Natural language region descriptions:
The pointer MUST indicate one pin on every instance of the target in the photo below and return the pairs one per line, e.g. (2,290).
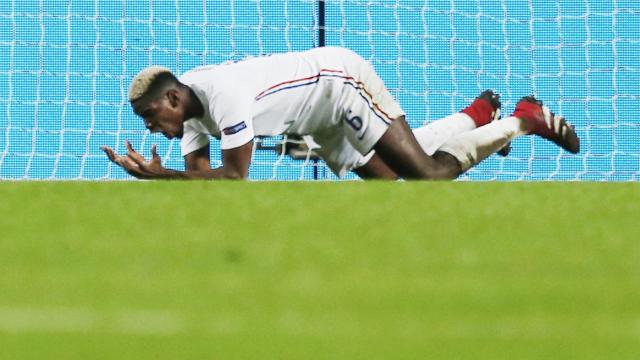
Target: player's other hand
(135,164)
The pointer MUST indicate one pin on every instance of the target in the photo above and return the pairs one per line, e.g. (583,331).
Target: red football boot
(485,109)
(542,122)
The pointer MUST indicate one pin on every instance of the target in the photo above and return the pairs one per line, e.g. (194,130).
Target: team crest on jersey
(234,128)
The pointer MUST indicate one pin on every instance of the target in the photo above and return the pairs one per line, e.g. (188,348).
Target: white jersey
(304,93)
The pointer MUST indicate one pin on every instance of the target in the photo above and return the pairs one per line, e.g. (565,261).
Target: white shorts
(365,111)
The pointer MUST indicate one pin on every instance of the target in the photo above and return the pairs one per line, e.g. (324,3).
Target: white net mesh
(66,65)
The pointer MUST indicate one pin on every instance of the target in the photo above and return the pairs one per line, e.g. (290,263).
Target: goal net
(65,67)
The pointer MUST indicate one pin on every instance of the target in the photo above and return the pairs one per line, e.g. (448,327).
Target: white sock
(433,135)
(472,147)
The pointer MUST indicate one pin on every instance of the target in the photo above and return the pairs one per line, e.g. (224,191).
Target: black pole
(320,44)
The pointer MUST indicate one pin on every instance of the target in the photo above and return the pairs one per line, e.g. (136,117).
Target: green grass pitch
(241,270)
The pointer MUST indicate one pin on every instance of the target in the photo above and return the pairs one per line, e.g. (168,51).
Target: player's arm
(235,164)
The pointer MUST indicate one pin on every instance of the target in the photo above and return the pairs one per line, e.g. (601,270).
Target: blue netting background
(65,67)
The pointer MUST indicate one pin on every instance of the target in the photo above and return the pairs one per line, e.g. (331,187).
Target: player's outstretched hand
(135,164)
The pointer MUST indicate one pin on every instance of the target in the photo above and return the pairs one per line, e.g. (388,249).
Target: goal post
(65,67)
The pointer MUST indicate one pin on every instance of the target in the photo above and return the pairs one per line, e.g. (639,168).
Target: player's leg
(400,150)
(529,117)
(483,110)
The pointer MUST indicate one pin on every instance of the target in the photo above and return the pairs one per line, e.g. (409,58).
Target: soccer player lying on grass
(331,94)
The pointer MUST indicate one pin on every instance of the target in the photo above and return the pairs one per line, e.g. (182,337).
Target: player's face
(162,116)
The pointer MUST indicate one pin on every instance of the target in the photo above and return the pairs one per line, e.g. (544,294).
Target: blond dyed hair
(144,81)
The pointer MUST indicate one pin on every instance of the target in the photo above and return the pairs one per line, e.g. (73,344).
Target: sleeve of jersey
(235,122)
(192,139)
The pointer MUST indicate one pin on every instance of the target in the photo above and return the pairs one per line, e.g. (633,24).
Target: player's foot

--

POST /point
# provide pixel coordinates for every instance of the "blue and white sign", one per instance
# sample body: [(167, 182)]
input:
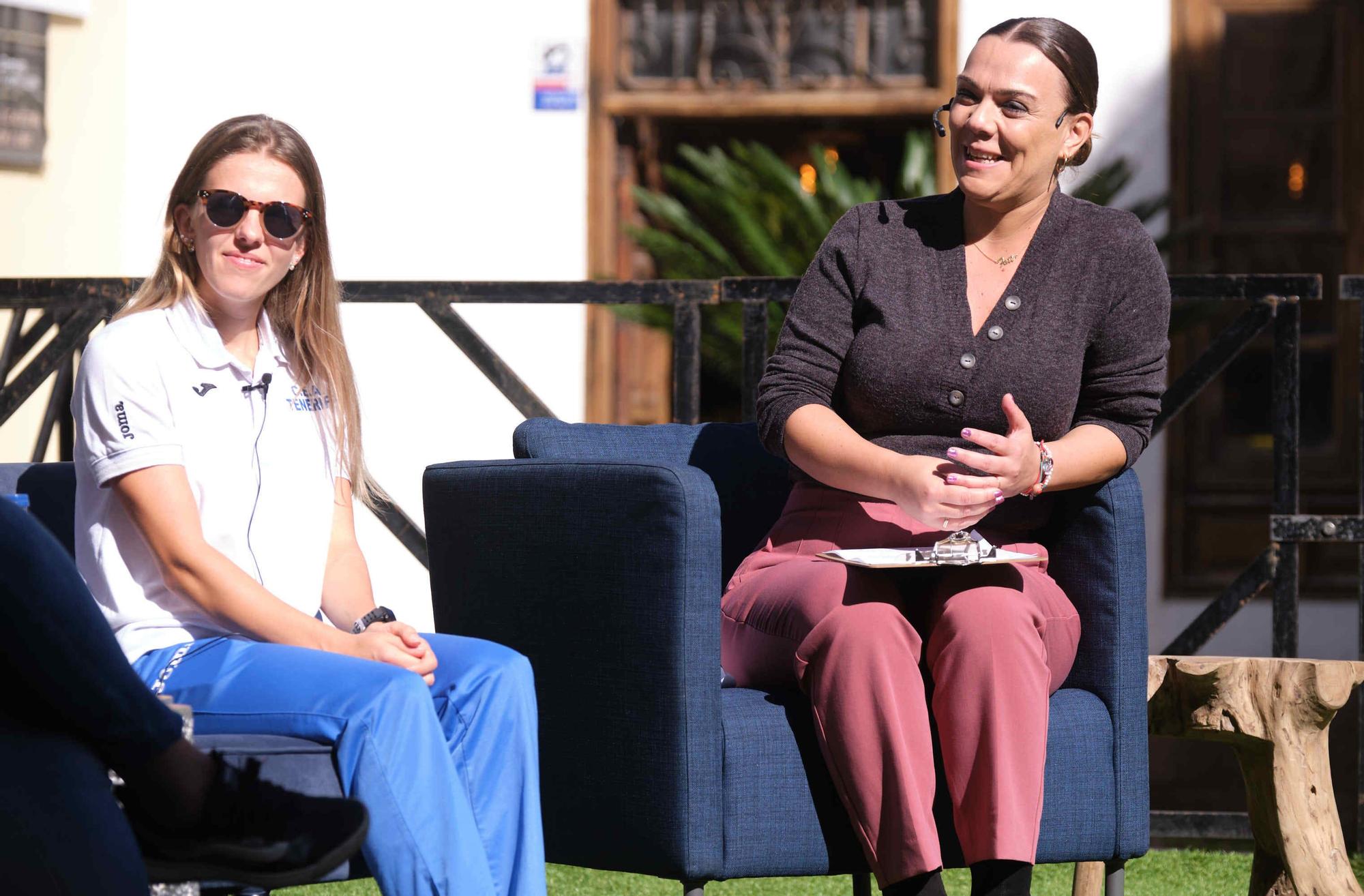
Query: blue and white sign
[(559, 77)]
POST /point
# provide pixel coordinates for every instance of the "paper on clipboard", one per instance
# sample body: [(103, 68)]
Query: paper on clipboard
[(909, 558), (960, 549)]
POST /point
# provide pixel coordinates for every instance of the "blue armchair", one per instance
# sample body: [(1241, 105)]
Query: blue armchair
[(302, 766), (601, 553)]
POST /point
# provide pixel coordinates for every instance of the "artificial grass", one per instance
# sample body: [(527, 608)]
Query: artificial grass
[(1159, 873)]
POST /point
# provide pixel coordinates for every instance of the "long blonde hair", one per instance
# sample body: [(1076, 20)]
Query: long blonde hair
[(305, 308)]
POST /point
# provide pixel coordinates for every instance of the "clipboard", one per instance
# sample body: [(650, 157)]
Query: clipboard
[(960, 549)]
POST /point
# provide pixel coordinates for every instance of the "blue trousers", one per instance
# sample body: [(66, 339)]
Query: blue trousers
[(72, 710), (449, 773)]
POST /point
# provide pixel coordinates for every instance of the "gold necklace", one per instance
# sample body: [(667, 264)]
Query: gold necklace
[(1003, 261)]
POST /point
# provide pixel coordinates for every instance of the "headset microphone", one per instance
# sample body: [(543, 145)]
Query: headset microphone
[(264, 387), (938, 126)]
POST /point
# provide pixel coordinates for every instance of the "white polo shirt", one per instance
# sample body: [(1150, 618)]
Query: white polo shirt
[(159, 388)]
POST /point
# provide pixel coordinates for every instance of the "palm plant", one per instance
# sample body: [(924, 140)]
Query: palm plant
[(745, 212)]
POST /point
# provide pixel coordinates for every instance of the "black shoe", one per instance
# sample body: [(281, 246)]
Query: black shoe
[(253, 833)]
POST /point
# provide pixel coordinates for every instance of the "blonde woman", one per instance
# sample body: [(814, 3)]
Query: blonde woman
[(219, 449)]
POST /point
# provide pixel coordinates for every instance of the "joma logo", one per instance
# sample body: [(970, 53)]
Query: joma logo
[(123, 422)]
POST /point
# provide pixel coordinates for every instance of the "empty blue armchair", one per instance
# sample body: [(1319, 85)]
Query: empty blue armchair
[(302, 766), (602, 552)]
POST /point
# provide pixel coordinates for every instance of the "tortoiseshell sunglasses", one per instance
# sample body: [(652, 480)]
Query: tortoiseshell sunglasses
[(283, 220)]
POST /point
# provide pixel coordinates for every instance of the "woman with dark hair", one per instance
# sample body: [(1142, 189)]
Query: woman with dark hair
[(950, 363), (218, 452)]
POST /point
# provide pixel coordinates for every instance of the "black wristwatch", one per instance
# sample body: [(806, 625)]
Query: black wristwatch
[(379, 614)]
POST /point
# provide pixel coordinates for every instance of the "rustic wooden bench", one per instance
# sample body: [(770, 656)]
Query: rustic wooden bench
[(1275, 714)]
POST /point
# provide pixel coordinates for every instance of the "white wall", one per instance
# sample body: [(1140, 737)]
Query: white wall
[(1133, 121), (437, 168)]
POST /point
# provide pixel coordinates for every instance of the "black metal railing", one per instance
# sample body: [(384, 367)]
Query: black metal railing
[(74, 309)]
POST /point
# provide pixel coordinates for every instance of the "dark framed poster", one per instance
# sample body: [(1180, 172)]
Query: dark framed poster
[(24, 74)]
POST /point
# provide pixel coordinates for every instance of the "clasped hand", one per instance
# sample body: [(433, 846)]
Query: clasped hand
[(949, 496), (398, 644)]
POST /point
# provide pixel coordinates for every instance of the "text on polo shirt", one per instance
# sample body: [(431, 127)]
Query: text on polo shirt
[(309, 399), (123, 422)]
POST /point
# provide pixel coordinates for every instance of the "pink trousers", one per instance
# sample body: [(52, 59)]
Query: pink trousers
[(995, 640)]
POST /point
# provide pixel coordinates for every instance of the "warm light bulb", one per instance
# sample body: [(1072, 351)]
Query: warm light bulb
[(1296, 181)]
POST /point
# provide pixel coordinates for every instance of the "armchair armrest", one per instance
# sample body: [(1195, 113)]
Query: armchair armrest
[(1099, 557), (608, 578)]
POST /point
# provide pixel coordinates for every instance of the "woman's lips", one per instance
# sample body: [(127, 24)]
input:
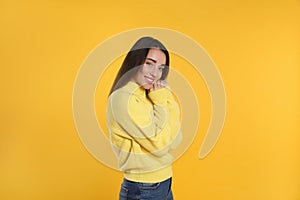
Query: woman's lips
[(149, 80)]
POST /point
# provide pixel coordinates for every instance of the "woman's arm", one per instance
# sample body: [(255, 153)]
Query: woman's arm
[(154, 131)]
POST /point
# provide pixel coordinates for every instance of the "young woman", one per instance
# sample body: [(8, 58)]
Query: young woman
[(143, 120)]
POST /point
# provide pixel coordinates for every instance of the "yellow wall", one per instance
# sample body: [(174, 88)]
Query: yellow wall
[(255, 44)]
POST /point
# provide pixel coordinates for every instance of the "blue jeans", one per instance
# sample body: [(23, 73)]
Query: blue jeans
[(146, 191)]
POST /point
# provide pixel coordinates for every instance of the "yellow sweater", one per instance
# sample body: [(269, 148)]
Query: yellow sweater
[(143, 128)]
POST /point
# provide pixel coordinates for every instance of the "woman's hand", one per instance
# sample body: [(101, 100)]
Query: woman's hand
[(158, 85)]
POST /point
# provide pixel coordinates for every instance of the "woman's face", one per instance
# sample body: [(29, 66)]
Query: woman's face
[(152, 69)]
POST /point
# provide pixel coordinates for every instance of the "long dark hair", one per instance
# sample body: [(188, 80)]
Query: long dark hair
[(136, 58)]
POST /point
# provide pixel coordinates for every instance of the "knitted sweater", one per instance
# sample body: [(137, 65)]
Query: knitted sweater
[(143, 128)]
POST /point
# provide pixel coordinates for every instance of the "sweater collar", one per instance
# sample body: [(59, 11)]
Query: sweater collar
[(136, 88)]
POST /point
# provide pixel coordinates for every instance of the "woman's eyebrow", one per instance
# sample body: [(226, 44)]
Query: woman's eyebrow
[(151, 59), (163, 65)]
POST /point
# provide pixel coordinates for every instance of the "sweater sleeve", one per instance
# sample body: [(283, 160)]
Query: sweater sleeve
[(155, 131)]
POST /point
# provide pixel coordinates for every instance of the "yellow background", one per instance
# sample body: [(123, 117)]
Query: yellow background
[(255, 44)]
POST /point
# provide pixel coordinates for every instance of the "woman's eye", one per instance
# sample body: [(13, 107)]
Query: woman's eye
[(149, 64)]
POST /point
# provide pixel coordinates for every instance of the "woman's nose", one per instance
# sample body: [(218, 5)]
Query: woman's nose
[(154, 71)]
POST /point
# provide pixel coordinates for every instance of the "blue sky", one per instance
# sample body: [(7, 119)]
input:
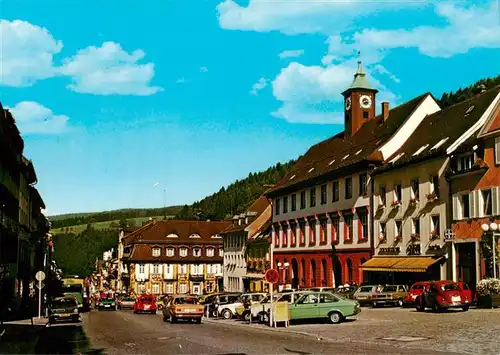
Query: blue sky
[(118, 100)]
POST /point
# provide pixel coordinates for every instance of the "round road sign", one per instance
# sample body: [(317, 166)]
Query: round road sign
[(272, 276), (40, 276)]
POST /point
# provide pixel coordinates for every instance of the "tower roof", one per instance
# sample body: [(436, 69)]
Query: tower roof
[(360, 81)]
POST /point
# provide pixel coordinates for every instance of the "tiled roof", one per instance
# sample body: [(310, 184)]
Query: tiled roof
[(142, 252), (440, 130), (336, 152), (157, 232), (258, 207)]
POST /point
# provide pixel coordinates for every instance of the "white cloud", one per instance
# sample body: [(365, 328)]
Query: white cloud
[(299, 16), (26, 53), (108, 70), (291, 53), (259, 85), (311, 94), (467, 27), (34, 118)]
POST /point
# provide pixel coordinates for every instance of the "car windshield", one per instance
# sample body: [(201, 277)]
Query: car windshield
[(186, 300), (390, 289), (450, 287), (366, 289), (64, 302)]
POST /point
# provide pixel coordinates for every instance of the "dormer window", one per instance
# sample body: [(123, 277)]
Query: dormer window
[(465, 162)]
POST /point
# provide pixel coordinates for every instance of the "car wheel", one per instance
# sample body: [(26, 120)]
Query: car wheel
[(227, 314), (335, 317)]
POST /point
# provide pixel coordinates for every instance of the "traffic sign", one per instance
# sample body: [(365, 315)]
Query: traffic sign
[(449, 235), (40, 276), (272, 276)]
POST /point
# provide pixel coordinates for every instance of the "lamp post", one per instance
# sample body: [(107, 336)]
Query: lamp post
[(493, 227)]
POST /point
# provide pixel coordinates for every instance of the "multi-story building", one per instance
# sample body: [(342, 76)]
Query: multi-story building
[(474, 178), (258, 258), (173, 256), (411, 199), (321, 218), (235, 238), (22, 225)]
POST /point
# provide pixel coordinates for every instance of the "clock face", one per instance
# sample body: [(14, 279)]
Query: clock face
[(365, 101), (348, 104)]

...

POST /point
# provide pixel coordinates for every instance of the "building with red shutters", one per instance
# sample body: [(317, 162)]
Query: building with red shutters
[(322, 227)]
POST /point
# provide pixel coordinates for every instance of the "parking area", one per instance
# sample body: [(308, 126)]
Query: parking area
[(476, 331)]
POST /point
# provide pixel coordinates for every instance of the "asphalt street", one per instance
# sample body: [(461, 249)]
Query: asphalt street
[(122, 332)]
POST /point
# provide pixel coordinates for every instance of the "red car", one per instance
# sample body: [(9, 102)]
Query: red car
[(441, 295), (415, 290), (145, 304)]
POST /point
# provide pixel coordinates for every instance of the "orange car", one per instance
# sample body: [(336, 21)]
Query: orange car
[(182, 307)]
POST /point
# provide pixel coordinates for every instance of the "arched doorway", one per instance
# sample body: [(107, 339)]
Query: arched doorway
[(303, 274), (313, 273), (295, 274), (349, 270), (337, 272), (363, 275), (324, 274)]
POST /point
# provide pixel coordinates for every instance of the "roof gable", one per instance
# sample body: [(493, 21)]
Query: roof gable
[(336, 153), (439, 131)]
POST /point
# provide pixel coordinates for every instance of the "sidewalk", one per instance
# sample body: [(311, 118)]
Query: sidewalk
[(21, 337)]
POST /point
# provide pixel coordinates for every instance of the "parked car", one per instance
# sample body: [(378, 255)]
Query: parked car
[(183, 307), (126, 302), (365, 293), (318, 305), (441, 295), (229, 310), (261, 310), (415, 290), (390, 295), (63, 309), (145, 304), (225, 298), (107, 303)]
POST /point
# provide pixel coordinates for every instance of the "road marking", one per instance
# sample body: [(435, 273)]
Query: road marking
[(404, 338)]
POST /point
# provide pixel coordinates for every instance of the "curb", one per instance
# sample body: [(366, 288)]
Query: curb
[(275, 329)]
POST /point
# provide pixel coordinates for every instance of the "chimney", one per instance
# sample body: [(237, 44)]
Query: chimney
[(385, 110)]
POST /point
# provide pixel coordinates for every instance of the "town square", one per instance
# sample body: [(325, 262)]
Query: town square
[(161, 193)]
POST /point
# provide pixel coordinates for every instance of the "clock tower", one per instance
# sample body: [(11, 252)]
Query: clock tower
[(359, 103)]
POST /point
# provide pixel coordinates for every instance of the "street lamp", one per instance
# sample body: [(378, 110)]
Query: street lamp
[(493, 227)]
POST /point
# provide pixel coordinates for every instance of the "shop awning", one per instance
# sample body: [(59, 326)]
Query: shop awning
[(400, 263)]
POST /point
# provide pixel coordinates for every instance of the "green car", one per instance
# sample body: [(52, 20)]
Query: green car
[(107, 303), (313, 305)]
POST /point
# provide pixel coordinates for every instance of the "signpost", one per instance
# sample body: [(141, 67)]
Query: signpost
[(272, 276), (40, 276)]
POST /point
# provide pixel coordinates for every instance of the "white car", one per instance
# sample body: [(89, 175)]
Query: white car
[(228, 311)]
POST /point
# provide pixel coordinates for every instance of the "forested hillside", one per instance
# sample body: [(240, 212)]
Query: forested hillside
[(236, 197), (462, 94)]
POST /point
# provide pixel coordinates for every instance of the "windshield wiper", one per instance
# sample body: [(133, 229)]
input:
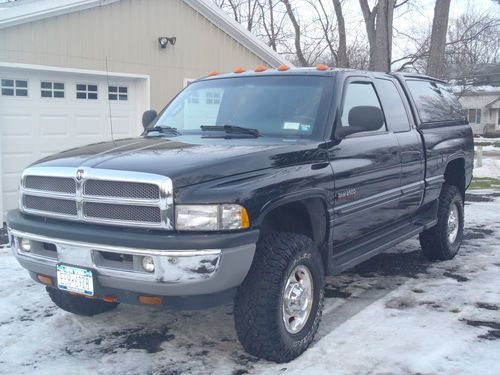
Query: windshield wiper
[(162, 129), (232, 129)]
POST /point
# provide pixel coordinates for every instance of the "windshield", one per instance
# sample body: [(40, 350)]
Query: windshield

*WHAT YOU SHOULD DO:*
Above are the records. Copy word for word only their lines from the one holding "# sample body: [(52, 59)]" through the one holding "# sample body: [(188, 80)]", both included, and skip the images.

*RESPONSE:*
# sample body: [(52, 59)]
Query: pink trousers
[(995, 640)]
POST /point
# provide pixel coordinates for every instance of the "warm light bulb", one per instance
# sample body: [(1072, 351)]
Query: warm light bulb
[(1296, 181)]
POST /point
# provide pixel coordinates for every instance of the "armchair armrest", one per instance
# sample body: [(1195, 113)]
Query: armchair armrest
[(1099, 557), (608, 578)]
POST /point
# provide pixel coordinates for every instance of the "woman's lips", one per instance
# sample body: [(127, 24)]
input:
Query: woman's lips
[(149, 80)]
POST /point
# provide pixel coordinates for every instance of the "woman's arm", one per instance
# sample body: [(255, 153)]
Query: woman's arm
[(154, 131)]
POST /point
# provide pixel coordinates for every instance of the "young woman", one per instance
# sample body: [(8, 58)]
Query: young woman
[(143, 120)]
POST /point
# provide pixel coordinates for every instance of the "yellow wall", one per instance
# sample body: [(174, 88)]
Query: yellow wall
[(255, 44)]
POST /point
# provide pixel coordinates for every instance of the "blue jeans", one per instance
# sample body: [(23, 73)]
Query: blue jeans
[(146, 191)]
POST /point
# provide pixel coordinates for every instance of the "yellow sweater", one per instance
# sample body: [(269, 148)]
Query: yellow sweater
[(143, 128)]
POST /point
# provide pixel coordinates for every instance of the "woman's hand", one per instance
# sample body: [(101, 100)]
Query: woman's hand
[(158, 85)]
POST /point
# provide pixel coordinates for every instance of the "woman's face", one per instance
# sample body: [(29, 66)]
Query: woman's face
[(152, 69)]
POST /point
# provide pixel coordinates for every instance of the "long dark hair", one per instance
# sample body: [(188, 80)]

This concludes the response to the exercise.